Text shown:
──────────
1.3 What The Course Is and Isn’t
The 431 course is about getting things done. In developing this course, we adopt a modern approach that places data at the center of our work. Our goal is to teach you how to do truly reproducible research with modern tools. We want you to be able to collect and use data effectively to address questions of interest.
The curriculum includes more on several topics than you might expect from a standard graduate introduction to biostatistics.
- data gathering
- data wrangling
- exploratory data analysis and visualization
- multivariate modeling
- communication
- both Bayesian and frequentist approaches to regression models
It also nearly completely avoids formalism and is extremely applied - this is absolutely not a course in theoretical or mathematical statistics, and this book reflects that approach.
Our work does not require highly advanced mathematics. There’s very little of the mathematical underpinnings here:
\[ f(x) = \frac{e^{-(x - \mu)^{2}/(2\sigma^{2})}}{\sigma{\sqrt{2 \pi }}} \]
Instead, this book (and the course) focus on how we get R to do the things we want to do, and how we interpret the results of our work. Prior programming knowledge is desirable in some ways, but by no means required.
──────────
Tasks for this exercise:
#1 Answer these questions using the course description:
(a) What is the number of the course?
(b) Is prior programming knowledge required for the course?
(c) Which two approaches to regression models does the curriculum cover?
#2 Switch "communication" to "scientific writing" in the part of the course description that opens with the words containing "- data gathering" and closes with "reflects that approach.". Write out that part with the change made.
#3 Carry the course description forward from its last sentence.
The point localization data that follow stand apart from the course description.

Point localization data
──────────
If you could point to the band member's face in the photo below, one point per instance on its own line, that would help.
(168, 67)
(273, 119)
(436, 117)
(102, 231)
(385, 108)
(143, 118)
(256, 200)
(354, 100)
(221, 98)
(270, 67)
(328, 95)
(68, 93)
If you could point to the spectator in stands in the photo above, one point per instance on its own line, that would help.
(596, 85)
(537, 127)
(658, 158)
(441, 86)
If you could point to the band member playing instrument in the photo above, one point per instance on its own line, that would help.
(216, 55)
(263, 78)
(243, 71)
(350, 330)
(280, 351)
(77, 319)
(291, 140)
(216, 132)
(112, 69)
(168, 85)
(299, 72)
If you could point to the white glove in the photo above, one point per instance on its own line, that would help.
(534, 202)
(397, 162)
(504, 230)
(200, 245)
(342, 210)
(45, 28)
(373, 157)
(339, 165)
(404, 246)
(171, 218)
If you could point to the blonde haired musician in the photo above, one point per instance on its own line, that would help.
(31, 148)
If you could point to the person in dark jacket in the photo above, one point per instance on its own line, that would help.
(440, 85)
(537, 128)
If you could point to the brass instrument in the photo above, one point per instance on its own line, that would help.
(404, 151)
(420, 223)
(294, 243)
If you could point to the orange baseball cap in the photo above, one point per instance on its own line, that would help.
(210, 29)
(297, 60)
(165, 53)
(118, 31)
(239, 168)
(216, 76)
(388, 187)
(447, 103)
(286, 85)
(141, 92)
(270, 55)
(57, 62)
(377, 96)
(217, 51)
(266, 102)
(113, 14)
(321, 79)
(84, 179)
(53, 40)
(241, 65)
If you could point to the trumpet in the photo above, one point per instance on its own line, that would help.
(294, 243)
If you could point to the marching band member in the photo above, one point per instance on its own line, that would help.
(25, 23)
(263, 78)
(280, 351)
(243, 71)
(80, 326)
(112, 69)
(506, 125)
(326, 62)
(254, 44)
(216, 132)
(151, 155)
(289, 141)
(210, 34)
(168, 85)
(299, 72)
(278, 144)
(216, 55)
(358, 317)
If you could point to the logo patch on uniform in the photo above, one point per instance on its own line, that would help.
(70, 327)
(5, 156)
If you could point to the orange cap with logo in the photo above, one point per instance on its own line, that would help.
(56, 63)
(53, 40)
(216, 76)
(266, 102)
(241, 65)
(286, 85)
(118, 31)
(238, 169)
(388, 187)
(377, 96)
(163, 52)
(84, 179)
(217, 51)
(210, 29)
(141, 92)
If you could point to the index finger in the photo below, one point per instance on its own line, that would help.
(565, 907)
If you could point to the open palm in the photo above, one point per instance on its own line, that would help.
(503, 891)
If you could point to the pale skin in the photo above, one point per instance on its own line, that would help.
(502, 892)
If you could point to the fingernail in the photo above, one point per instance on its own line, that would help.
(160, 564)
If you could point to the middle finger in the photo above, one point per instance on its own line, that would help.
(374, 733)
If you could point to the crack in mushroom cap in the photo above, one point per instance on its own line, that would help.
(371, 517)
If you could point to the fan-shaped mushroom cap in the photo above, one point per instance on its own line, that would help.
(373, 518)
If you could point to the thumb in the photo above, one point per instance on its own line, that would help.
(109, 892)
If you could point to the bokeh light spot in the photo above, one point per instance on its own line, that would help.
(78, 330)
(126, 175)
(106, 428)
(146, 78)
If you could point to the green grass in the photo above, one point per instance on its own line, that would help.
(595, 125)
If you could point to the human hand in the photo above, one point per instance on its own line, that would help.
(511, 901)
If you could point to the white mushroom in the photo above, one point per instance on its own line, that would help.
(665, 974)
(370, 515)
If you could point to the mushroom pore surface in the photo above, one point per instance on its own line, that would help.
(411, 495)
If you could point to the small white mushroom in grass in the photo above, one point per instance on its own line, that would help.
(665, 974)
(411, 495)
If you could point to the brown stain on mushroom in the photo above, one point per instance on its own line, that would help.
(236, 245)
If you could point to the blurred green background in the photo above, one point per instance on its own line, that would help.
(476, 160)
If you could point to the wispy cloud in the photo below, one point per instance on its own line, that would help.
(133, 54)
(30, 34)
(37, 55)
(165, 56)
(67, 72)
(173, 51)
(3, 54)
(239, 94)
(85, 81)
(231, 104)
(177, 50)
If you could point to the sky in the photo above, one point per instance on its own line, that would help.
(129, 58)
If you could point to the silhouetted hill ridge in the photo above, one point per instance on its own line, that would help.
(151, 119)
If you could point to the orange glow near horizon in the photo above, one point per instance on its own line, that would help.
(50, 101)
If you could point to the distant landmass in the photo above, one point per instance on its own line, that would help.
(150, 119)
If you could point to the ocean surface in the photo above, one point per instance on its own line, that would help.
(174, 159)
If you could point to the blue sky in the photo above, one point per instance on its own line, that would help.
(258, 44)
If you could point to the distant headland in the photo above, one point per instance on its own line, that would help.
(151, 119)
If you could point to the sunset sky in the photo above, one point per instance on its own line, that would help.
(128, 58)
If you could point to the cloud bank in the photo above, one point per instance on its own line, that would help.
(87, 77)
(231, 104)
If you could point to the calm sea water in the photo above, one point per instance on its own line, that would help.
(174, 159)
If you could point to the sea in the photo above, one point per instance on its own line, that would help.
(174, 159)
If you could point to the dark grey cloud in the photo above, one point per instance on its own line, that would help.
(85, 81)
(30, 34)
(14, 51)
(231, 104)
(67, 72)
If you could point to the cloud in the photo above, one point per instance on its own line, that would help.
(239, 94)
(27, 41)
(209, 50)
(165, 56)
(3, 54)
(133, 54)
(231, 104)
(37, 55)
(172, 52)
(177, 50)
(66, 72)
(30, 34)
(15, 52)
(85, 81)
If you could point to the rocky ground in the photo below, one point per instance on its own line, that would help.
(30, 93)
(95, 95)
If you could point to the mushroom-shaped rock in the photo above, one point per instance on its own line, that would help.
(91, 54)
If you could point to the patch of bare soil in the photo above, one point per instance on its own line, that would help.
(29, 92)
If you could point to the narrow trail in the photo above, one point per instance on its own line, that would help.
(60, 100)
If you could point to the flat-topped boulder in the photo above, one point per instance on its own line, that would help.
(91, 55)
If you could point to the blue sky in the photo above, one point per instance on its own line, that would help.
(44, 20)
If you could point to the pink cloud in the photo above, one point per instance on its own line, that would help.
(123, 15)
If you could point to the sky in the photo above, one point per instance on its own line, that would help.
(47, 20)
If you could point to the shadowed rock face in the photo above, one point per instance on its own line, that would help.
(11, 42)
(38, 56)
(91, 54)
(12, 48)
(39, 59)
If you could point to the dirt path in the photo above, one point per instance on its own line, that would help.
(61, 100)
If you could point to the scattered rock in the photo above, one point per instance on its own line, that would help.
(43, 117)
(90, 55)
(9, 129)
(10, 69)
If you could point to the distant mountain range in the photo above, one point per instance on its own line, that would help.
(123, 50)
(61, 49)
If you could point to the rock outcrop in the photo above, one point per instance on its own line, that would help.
──────────
Answers to this exercise:
#1
(a) 431
(b) No. It is desirable in some ways but by no means required.
(c) Bayesian and frequentist approaches

#2
- data gathering
- data wrangling
- exploratory data analysis and visualization
- multivariate modeling
- scientific writing
- both Bayesian and frequentist approaches to regression models
It also nearly completely avoids formalism and is extremely applied - this is absolutely not a course in theoretical or mathematical statistics, and this book reflects that approach.

#3
In 431 (and its follow-up, 432), we hope to provide you with the tools you need to work effectively with regression models. This includes understanding, using and assessing the fit of linear models (in 431) and generalized linear models (in 432) incorporating a wide range of ideas. We want you to understand what regression can and cannot do, and we want you to have a deeper sense of how to get started (and when to stop) with a regression analysis. Note that some of our motivation for the revisions found in this book as compared to prior versions of 431 comes from Gelman, Hill, and Vehtari (2021).
I should also mention that this isn’t a book about big data, by which I mean data that can’t fit easily into a single analytic file residing on a laptop computer. We work with small and medium-sized data files here, and will do so throughout 431 and its follow-up course, 432.